* INSTRUCTIONS TO FOLLOW:
Every entry that follows should be output again, word for word.

(Records contained in a dataset)
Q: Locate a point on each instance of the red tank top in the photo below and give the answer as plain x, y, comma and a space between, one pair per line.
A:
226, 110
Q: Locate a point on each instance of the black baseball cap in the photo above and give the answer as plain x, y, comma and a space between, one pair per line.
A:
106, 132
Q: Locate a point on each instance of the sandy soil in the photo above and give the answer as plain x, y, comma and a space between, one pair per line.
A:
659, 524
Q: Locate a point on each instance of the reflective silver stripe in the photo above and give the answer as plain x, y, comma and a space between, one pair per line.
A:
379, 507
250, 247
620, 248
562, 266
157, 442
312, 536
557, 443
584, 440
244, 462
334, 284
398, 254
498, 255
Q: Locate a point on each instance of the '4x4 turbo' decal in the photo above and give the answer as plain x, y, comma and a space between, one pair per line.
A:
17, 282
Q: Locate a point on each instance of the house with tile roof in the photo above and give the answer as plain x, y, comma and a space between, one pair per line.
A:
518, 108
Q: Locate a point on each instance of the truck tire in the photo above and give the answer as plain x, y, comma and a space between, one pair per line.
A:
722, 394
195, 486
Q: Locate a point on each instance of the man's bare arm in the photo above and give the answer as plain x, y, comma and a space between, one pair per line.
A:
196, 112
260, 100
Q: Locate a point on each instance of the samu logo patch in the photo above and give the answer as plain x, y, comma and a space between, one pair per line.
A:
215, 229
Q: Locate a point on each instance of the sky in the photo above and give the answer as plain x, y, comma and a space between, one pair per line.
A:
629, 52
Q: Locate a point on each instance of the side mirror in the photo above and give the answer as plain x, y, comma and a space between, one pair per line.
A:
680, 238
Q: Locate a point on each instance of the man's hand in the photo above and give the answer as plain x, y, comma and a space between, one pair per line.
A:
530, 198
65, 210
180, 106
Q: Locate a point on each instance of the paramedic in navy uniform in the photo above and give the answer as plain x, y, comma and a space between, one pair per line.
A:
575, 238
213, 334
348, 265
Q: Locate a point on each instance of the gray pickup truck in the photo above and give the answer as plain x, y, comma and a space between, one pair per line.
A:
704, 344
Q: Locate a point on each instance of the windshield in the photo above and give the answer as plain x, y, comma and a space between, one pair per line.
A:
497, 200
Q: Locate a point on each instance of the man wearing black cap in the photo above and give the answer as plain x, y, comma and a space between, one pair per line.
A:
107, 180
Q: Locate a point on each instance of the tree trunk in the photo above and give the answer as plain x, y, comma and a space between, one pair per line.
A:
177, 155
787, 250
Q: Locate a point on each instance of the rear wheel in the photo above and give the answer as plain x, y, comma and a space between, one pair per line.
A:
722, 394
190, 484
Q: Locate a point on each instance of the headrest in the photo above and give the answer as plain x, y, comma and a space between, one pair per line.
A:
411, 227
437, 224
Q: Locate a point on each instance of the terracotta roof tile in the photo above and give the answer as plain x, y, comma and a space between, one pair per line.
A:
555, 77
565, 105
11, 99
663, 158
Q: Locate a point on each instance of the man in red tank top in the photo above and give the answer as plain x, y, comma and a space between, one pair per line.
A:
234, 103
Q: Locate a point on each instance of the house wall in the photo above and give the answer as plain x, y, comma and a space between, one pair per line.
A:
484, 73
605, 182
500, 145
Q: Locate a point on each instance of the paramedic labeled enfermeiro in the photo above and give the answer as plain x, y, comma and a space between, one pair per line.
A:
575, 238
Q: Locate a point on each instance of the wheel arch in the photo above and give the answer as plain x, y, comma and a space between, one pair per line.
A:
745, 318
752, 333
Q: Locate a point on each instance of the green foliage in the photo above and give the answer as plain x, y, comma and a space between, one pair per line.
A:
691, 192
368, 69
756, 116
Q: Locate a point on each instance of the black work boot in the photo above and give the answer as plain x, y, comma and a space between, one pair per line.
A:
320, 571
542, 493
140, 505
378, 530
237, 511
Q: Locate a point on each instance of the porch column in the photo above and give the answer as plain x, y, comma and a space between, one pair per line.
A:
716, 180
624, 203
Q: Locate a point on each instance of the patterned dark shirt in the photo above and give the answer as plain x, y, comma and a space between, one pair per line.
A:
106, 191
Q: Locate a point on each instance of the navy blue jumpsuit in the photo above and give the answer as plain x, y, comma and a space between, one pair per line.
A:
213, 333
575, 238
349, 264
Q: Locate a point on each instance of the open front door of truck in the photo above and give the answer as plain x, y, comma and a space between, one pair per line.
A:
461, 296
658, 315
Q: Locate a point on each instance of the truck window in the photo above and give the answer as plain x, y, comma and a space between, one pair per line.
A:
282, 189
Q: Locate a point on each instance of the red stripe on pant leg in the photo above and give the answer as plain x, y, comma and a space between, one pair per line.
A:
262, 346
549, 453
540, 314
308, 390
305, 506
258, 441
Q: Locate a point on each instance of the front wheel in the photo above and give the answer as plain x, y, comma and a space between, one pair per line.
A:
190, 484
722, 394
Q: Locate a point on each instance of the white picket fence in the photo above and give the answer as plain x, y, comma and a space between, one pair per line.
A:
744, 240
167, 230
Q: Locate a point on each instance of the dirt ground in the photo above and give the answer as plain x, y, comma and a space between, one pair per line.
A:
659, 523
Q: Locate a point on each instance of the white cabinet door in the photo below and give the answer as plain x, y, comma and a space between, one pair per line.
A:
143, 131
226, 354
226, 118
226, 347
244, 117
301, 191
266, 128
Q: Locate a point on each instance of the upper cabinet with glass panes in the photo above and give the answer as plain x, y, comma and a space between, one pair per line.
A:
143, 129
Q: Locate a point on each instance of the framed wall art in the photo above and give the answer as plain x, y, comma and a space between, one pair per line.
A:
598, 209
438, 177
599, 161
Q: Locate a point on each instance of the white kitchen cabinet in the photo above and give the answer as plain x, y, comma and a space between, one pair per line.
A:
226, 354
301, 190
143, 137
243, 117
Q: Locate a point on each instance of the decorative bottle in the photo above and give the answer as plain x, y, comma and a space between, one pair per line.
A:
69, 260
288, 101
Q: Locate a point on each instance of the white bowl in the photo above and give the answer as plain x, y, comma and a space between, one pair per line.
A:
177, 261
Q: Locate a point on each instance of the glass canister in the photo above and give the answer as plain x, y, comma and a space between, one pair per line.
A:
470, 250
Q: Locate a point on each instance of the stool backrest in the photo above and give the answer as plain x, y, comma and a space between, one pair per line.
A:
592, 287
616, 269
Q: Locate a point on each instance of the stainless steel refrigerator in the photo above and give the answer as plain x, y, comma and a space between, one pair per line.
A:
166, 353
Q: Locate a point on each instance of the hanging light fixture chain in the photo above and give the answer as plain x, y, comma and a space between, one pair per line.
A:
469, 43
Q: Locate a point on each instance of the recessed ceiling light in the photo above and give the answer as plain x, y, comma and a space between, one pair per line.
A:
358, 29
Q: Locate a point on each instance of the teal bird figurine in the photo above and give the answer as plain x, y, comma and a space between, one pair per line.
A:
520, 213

* WRITTEN RESPONSE:
Q: Locate a point on each instance of the red tank top in the photo below and give the answer as plain x, y, comma and a space between, one pair per line.
A:
226, 110
Q: Locate a point on each instance of the black baseball cap in the photo above and give the answer as plain x, y, comma and a space between, one pair per line.
A:
106, 132
Q: Locate a point on each instance of the sandy soil in the photo above and give the answer as plain x, y, comma and a space between, one pair per line.
A:
659, 524
Q: Locate a point on each instance of the reflective silver stripe in the photo above and give the answer as plain x, y, comma and a space between, one pair per line.
A:
379, 507
250, 247
620, 248
562, 266
157, 442
312, 536
557, 443
584, 440
244, 462
334, 284
398, 254
498, 255
Q: Locate a point on each instance of the '4x4 turbo' decal in the photo above and give the answer as plain x, y, comma and a space between, one pair per line.
A:
17, 282
Q: Locate a point on each instance of the house with tile roof in the photo above and give the answer as plain x, y, comma and a space between, one pair per line.
A:
518, 108
Q: Locate a point on each instance of the truck tire in the photo above and give the answer as plain x, y, comma and a space between, one pair per line.
A:
722, 394
195, 486
Q: Locate a point on each instance of the man's bare arm in the photo above and give the answer as plain x, y, comma and a space between, one pair per line.
A:
196, 112
260, 100
Q: Locate a point on each instance of the samu logo patch in the photo above and give the answer as plain x, y, comma and a space between, one pair per line.
A:
215, 229
Q: Locate a point on each instance of the sky in the photo above and give the answer as plain x, y, comma and a space between, one pair per line.
A:
629, 52
Q: Locate a point on each instance of the side mirror in the photo above and give the answer as plain x, y, comma and a space between, one pair per line.
A:
680, 238
Q: Locate a point on each instance of the man's hand in the photo above and give the answer as plain x, y, comma and a space between, one pair per line.
A:
530, 198
65, 210
180, 106
Q: Locate a point on each instance of the paramedic in navy uniform in the photo above and give the answer as plain x, y, comma and a space between, one pair per line.
A:
575, 238
213, 334
348, 265
Q: Locate a point on each instance of the gray pickup truck in the photo above and give the answer as plain x, y, comma and a space between, one pair per line.
A:
704, 344
Q: Locate a point on each instance of the windshield in the photo above and give the answer as plain x, y, comma and a space between, one pair per line.
A:
497, 200
Q: Locate a point on each instance of the man wearing black cap in the photo above and give the answer as plain x, y, comma and a space between, one pair per line.
A:
107, 180
Q: Locate a point on each instance of the tree trunk in the photo above and give the answer as plain x, y, comma and a space between, one pair per line.
A:
177, 155
787, 250
Q: Locate a point on each instance of the rear wheel in the photo above and give the answer as plain x, y, comma and a space between, one pair per line.
A:
722, 394
190, 484
Q: Locate a point on each instance of the headrest in the photo above and give the answer as plain x, y, comma and a space between, one pair per line.
A:
411, 227
437, 224
Q: Locate a point on each instance of the terracotta roof tile in the photo above and give the answer as plain x, y, comma and a space between, one pair per line.
A:
555, 77
565, 105
11, 99
663, 158
Q: Locate a point on each instance of the man in red tank top in the photo above and give the answer as plain x, y, comma and a space between, one pair per line.
A:
234, 103
Q: Locate a point on each instance of the house wall in the photo above and give the answer as plain x, y, comma and a space between, one pair per line.
A:
484, 73
605, 182
500, 145
Q: Locate a point on each instance of the paramedic labeled enfermeiro in the photo above and give the answer as plain x, y, comma and a space between, one pair per line.
A:
575, 238
Q: Locate a point on each instance of the wheel arch in the photo above and give the answer as plain x, y, comma and a space between, one pair per line.
A:
745, 318
752, 333
Q: Locate a point on each instance of the green foliage in the photo above and give the answer as plain x, y, comma and a space between, one pair per line.
A:
691, 192
368, 69
756, 116
Q: Locate a point on each instance of the black work boot in the photo above and give the answer as plain x, y, comma and a space between, one pair per line.
A:
320, 571
542, 493
140, 505
378, 530
237, 511
Q: Locate a point on each instance of the porch column in the photo above and give the answer as plain x, y, comma and a space between, one pair per line.
A:
716, 180
624, 203
Q: Locate a point on each instance of the patterned dark shirt in the photo above and give the answer as plain x, y, comma and a space between, one pair per line.
A:
106, 191
Q: Locate a point on each instance of the navy blue jumpsuit in the photo above and give the answer as plain x, y, comma and a space between, one pair per line.
A:
213, 333
575, 238
349, 264
Q: Locate a point on each instance of the open front door of truck in the photo above and give the answer as plain x, y, comma and a space between, one pair per line.
A:
461, 296
658, 315
Q: Locate a point on each instance of the truck window in the photo above and give the answer as plain x, y, comma and a space between, one pair per line.
A:
282, 189
Q: Locate a point on each instance of the red stripe on pant leg in the photo above and give the answer as plain x, y, comma and a space between, one pair per line.
A:
262, 346
549, 453
540, 314
308, 390
305, 506
258, 441
Q: Locate a point on each instance of the front wheel in the photo above and give the answer as plain x, y, comma and a space between, one pair per line.
A:
190, 484
722, 394
Q: Locate a point on each instance of the white picket fence in the photo above and give the answer as plain x, y, comma and a space between, one pair per line.
A:
744, 240
167, 230
Q: Locate a point on each instance of the dirt ground in the photo above and give the answer as plain x, y, comma and a space between, one pair per line.
A:
659, 523
Q: Locate a point on each instance of the white cabinet door in the photo below and give the answer as plain x, y, comma and a space between, one pair per line.
A:
143, 131
226, 354
226, 118
226, 347
244, 117
301, 191
266, 128
Q: Locate a point on each instance of the upper cabinet with glass panes in the photo above and give the answer as plain x, y, comma and a space between, one pair per line.
A:
143, 129
Q: Locate a point on each instance of the framed wall art in the photo above and give the answer as plain x, y, comma and a space between, one pair per line.
A:
598, 209
438, 177
599, 161
Q: Locate a point on each instance of the white kitchen cabinet in the photo above and give the answer as plain x, y, comma and a space between, one pair per line.
A:
226, 354
301, 190
143, 137
243, 117
Q: Locate a point on each instance of the decorative bottle in the photo above and give the answer as plain x, y, comma and a space between, one pair per line.
A:
69, 260
288, 101
Q: Locate a point on each instance of the white bowl in the photo above and give the answer as plain x, y, comma and a space between, one pair per line.
A:
177, 261
Q: Locate a point on each instance of the glass canister in the photo above and give the answer as plain x, y, comma and a space between, one pair per line.
A:
470, 250
Q: Locate a point on each instance of the stool backrest in the photo above and give the answer as plain x, y, comma and a space between, one pair per line.
A:
592, 287
616, 269
Q: Locate a point on each instance of the stainless steel refrigerator in the photo above and give the answer as plain x, y, comma and a space between, one pair per line.
A:
166, 353
Q: Locate a point on each instance of the hanging light fixture chain in the photo above and give the answer as plain x, y, comma and a space between, one pair per line.
A:
469, 43
Q: Locate a point on each instance of the recessed ceiling light in the photo above and give the answer as plain x, y, comma and a space between, one pair per line.
A:
358, 29
Q: Locate a point on each instance of the teal bird figurine in the photo above and give the answer as plain x, y, comma and a space between, one pair per line.
A:
520, 213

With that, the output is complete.